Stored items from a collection
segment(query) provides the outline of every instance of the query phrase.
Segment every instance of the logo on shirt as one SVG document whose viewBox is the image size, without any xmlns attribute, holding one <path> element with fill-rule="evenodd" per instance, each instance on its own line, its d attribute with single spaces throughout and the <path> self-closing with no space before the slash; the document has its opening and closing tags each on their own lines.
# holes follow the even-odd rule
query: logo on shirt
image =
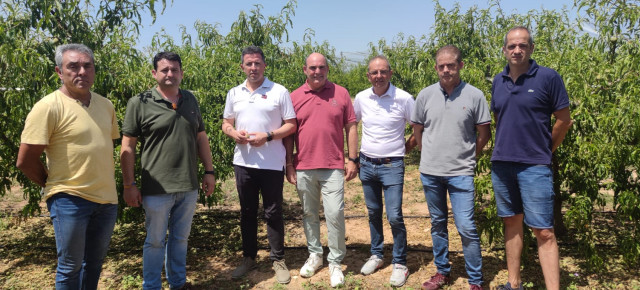
<svg viewBox="0 0 640 290">
<path fill-rule="evenodd" d="M 533 93 L 533 89 L 529 89 L 527 92 Z"/>
<path fill-rule="evenodd" d="M 338 105 L 338 102 L 336 102 L 336 100 L 335 100 L 335 99 L 334 99 L 334 100 L 331 100 L 331 105 L 335 107 L 335 106 L 337 106 L 337 105 Z"/>
<path fill-rule="evenodd" d="M 266 100 L 267 99 L 267 95 L 262 95 L 262 98 Z"/>
</svg>

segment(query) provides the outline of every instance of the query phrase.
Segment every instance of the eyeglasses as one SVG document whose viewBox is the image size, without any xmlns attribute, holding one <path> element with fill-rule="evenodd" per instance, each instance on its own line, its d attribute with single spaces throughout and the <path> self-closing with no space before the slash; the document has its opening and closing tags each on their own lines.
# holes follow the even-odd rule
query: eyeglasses
<svg viewBox="0 0 640 290">
<path fill-rule="evenodd" d="M 388 70 L 376 70 L 376 71 L 370 71 L 367 74 L 369 74 L 370 76 L 377 76 L 378 74 L 386 76 L 389 74 Z"/>
<path fill-rule="evenodd" d="M 529 49 L 529 44 L 528 43 L 509 44 L 507 45 L 507 50 L 514 50 L 516 49 L 516 47 L 518 47 L 520 50 L 527 50 Z"/>
</svg>

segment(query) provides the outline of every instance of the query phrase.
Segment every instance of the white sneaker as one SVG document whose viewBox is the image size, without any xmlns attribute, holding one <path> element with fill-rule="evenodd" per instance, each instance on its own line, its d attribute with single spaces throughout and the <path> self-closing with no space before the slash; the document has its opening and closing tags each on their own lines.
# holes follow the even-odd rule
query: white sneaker
<svg viewBox="0 0 640 290">
<path fill-rule="evenodd" d="M 380 269 L 380 267 L 382 267 L 382 263 L 382 259 L 378 258 L 376 255 L 372 255 L 369 260 L 364 263 L 362 269 L 360 269 L 360 273 L 362 273 L 362 275 L 369 275 Z"/>
<path fill-rule="evenodd" d="M 322 255 L 309 254 L 309 258 L 304 262 L 304 266 L 300 268 L 300 276 L 309 278 L 313 276 L 320 267 L 322 267 Z"/>
<path fill-rule="evenodd" d="M 331 275 L 331 287 L 335 288 L 344 284 L 344 275 L 342 275 L 340 264 L 329 264 L 329 274 Z"/>
<path fill-rule="evenodd" d="M 389 278 L 389 284 L 394 287 L 400 287 L 407 282 L 407 276 L 409 276 L 409 269 L 405 265 L 393 264 L 393 271 L 391 271 L 391 278 Z"/>
</svg>

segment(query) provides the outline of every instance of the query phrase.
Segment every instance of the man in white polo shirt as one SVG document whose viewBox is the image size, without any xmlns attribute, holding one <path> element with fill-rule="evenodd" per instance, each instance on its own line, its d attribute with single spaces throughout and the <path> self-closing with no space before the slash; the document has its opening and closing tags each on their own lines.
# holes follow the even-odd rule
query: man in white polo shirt
<svg viewBox="0 0 640 290">
<path fill-rule="evenodd" d="M 249 46 L 242 51 L 244 83 L 229 90 L 222 131 L 236 142 L 233 167 L 240 198 L 240 230 L 243 260 L 231 274 L 240 278 L 256 267 L 258 252 L 258 203 L 267 221 L 276 280 L 289 283 L 284 262 L 284 221 L 282 188 L 285 149 L 282 138 L 296 130 L 296 114 L 289 91 L 264 76 L 266 63 L 262 49 Z"/>
<path fill-rule="evenodd" d="M 382 193 L 387 208 L 387 220 L 393 234 L 393 271 L 389 283 L 404 285 L 407 269 L 407 230 L 402 218 L 404 185 L 404 155 L 411 150 L 413 138 L 404 139 L 405 128 L 411 122 L 413 97 L 389 82 L 392 75 L 389 61 L 379 55 L 369 61 L 367 77 L 372 87 L 356 95 L 353 108 L 358 122 L 362 121 L 360 148 L 360 180 L 369 211 L 371 257 L 360 272 L 369 275 L 382 267 Z"/>
</svg>

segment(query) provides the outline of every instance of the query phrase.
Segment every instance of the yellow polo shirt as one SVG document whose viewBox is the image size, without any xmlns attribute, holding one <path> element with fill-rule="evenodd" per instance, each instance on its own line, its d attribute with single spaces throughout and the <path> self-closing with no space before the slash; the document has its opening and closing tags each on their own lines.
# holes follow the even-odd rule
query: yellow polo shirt
<svg viewBox="0 0 640 290">
<path fill-rule="evenodd" d="M 46 145 L 45 199 L 65 192 L 117 204 L 113 139 L 120 137 L 113 104 L 91 92 L 84 107 L 60 90 L 45 96 L 25 120 L 21 143 Z"/>
</svg>

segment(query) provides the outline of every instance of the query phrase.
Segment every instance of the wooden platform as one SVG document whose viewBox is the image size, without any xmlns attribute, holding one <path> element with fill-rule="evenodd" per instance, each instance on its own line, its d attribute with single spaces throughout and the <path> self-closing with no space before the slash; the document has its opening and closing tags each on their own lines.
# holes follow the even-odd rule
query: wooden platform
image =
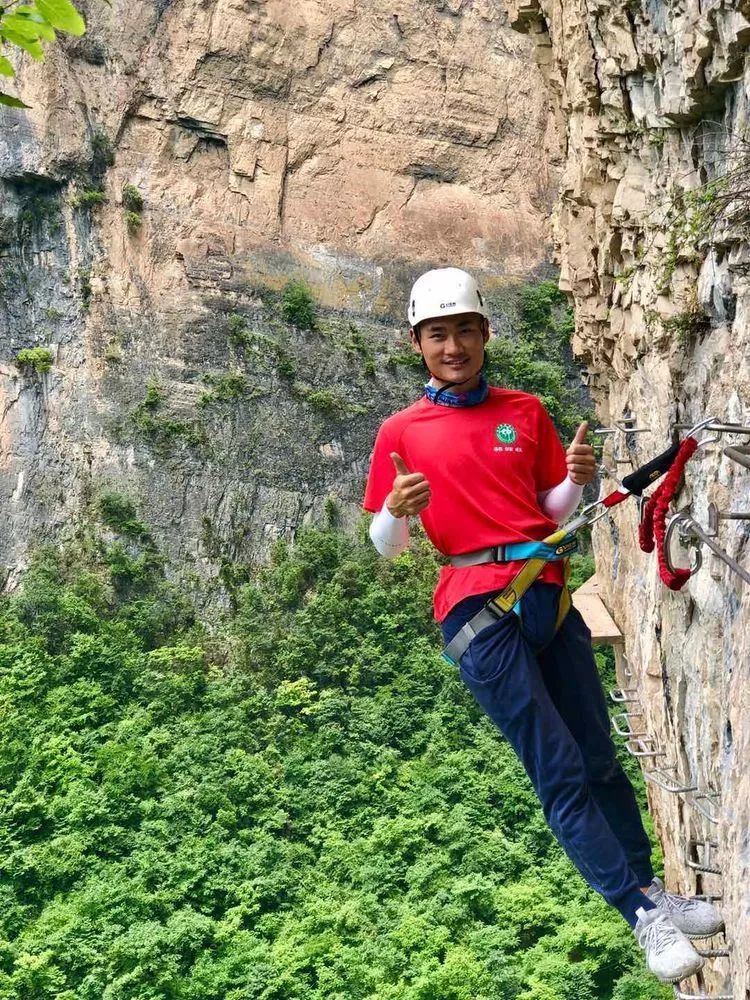
<svg viewBox="0 0 750 1000">
<path fill-rule="evenodd" d="M 576 590 L 573 594 L 573 604 L 581 612 L 583 620 L 591 629 L 591 641 L 595 646 L 599 643 L 615 646 L 623 642 L 622 632 L 601 599 L 596 574 L 589 577 Z"/>
</svg>

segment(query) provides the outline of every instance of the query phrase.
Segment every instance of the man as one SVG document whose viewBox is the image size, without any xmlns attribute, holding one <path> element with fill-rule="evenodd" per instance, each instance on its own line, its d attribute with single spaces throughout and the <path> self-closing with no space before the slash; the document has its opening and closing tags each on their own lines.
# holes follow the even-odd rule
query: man
<svg viewBox="0 0 750 1000">
<path fill-rule="evenodd" d="M 381 555 L 408 546 L 408 518 L 419 515 L 449 557 L 434 595 L 447 643 L 523 565 L 513 543 L 541 540 L 569 517 L 596 462 L 585 423 L 566 452 L 535 396 L 487 385 L 487 310 L 469 274 L 423 274 L 408 316 L 431 378 L 418 402 L 381 426 L 364 507 L 375 514 L 370 536 Z M 563 564 L 549 562 L 520 606 L 475 636 L 461 677 L 518 754 L 581 875 L 634 928 L 651 971 L 678 981 L 703 962 L 688 938 L 717 933 L 721 916 L 654 878 L 591 633 L 574 608 L 556 628 L 563 587 Z"/>
</svg>

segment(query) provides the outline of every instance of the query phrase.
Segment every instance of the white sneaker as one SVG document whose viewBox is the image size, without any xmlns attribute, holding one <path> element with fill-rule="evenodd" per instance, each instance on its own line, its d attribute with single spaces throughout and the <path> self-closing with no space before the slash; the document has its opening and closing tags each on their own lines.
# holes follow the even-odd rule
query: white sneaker
<svg viewBox="0 0 750 1000">
<path fill-rule="evenodd" d="M 636 910 L 635 936 L 646 954 L 650 972 L 663 983 L 687 979 L 703 966 L 703 959 L 688 939 L 659 909 Z"/>
<path fill-rule="evenodd" d="M 660 878 L 653 880 L 646 895 L 662 913 L 671 918 L 685 937 L 713 937 L 724 930 L 722 916 L 713 903 L 667 892 Z"/>
</svg>

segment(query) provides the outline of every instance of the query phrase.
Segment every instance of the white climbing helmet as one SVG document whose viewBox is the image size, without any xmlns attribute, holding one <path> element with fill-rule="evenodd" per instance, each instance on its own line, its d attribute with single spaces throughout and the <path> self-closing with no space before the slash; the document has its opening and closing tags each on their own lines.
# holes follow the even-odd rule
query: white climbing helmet
<svg viewBox="0 0 750 1000">
<path fill-rule="evenodd" d="M 426 271 L 414 282 L 409 296 L 409 325 L 425 319 L 473 312 L 488 318 L 482 293 L 475 279 L 458 267 Z"/>
</svg>

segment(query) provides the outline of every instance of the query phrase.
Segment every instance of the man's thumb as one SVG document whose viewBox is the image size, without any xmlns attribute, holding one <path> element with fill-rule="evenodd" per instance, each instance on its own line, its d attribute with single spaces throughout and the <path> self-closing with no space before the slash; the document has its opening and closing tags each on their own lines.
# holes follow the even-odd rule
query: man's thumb
<svg viewBox="0 0 750 1000">
<path fill-rule="evenodd" d="M 588 422 L 588 420 L 584 420 L 583 423 L 578 428 L 578 430 L 576 431 L 576 436 L 573 438 L 573 442 L 572 443 L 573 444 L 585 444 L 586 443 L 586 435 L 588 434 L 588 430 L 589 430 L 589 422 Z"/>
<path fill-rule="evenodd" d="M 391 461 L 396 466 L 396 472 L 399 476 L 408 476 L 409 470 L 406 468 L 406 462 L 401 458 L 397 451 L 391 452 Z"/>
</svg>

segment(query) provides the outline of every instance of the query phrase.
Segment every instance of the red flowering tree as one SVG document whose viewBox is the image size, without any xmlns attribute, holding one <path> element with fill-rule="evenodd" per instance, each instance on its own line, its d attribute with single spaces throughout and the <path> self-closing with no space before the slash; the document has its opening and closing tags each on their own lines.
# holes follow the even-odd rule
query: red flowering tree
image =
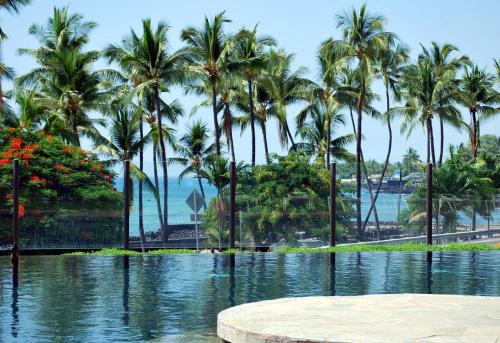
<svg viewBox="0 0 500 343">
<path fill-rule="evenodd" d="M 121 239 L 122 196 L 89 151 L 26 129 L 0 129 L 0 245 L 12 230 L 12 164 L 21 165 L 21 245 L 92 247 Z"/>
</svg>

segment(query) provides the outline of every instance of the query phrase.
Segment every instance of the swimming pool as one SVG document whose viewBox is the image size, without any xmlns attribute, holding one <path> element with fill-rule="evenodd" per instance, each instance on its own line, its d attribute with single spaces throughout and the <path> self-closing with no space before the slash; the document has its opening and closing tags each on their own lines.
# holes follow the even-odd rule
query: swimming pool
<svg viewBox="0 0 500 343">
<path fill-rule="evenodd" d="M 0 257 L 0 342 L 217 342 L 217 313 L 290 296 L 500 296 L 500 252 Z M 128 268 L 124 268 L 128 263 Z"/>
</svg>

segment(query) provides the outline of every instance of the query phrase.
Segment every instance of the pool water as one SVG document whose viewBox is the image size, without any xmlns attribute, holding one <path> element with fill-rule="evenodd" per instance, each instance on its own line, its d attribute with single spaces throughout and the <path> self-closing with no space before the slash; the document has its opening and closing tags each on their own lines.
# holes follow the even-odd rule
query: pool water
<svg viewBox="0 0 500 343">
<path fill-rule="evenodd" d="M 0 257 L 0 342 L 217 342 L 217 313 L 311 295 L 500 296 L 500 253 Z M 128 268 L 127 268 L 128 265 Z"/>
</svg>

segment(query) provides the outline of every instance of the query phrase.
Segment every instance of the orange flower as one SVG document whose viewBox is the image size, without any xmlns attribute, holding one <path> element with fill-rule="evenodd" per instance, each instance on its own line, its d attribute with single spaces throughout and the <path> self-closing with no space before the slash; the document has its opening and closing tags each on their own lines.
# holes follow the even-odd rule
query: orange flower
<svg viewBox="0 0 500 343">
<path fill-rule="evenodd" d="M 11 200 L 12 194 L 5 194 L 5 200 Z"/>
<path fill-rule="evenodd" d="M 73 152 L 73 148 L 68 145 L 63 146 L 62 150 L 66 152 Z"/>
<path fill-rule="evenodd" d="M 62 169 L 64 169 L 64 166 L 61 163 L 56 163 L 56 169 L 62 170 Z"/>
<path fill-rule="evenodd" d="M 6 164 L 9 164 L 10 160 L 8 158 L 2 158 L 0 159 L 0 167 L 3 167 Z"/>
<path fill-rule="evenodd" d="M 31 156 L 29 154 L 22 154 L 21 157 L 25 160 L 29 160 Z"/>
<path fill-rule="evenodd" d="M 10 131 L 10 133 L 14 133 L 14 132 L 16 132 L 16 129 L 14 129 L 13 127 L 11 127 L 11 128 L 9 129 L 9 131 Z"/>
<path fill-rule="evenodd" d="M 36 175 L 32 175 L 31 176 L 31 181 L 33 181 L 33 182 L 40 182 L 41 179 L 38 176 L 36 176 Z"/>
<path fill-rule="evenodd" d="M 47 135 L 47 140 L 50 142 L 52 140 L 52 136 L 51 135 Z"/>
<path fill-rule="evenodd" d="M 23 143 L 23 140 L 21 137 L 14 137 L 12 138 L 12 142 L 11 142 L 11 147 L 13 149 L 19 149 L 21 148 L 21 144 Z"/>
<path fill-rule="evenodd" d="M 24 215 L 25 215 L 25 213 L 26 213 L 26 209 L 24 208 L 24 204 L 19 204 L 19 209 L 18 209 L 18 210 L 19 210 L 19 212 L 18 212 L 18 214 L 17 214 L 17 217 L 18 217 L 19 219 L 24 218 Z"/>
</svg>

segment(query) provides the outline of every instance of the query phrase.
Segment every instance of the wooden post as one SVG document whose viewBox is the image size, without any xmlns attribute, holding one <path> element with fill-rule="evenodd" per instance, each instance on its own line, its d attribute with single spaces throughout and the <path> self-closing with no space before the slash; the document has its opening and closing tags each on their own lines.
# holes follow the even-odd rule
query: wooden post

▸ Exercise: Set the lines down exactly, from the first line of the records to the line where "Segment every instance of the logo" appears, with both ends kept.

▸ Output of the task:
segment(query) provides the outline of every instance of the query phrase.
Segment every instance of the logo on shirt as one SVG document whose viewBox is the image size, without any xmlns attribute, holding one <path> element with fill-rule="evenodd" per instance, each instance on its own line, its d attribute with single spaces throughout and the <path> self-closing with no space before the slash; the document has its opening and closing tags each on their own lines.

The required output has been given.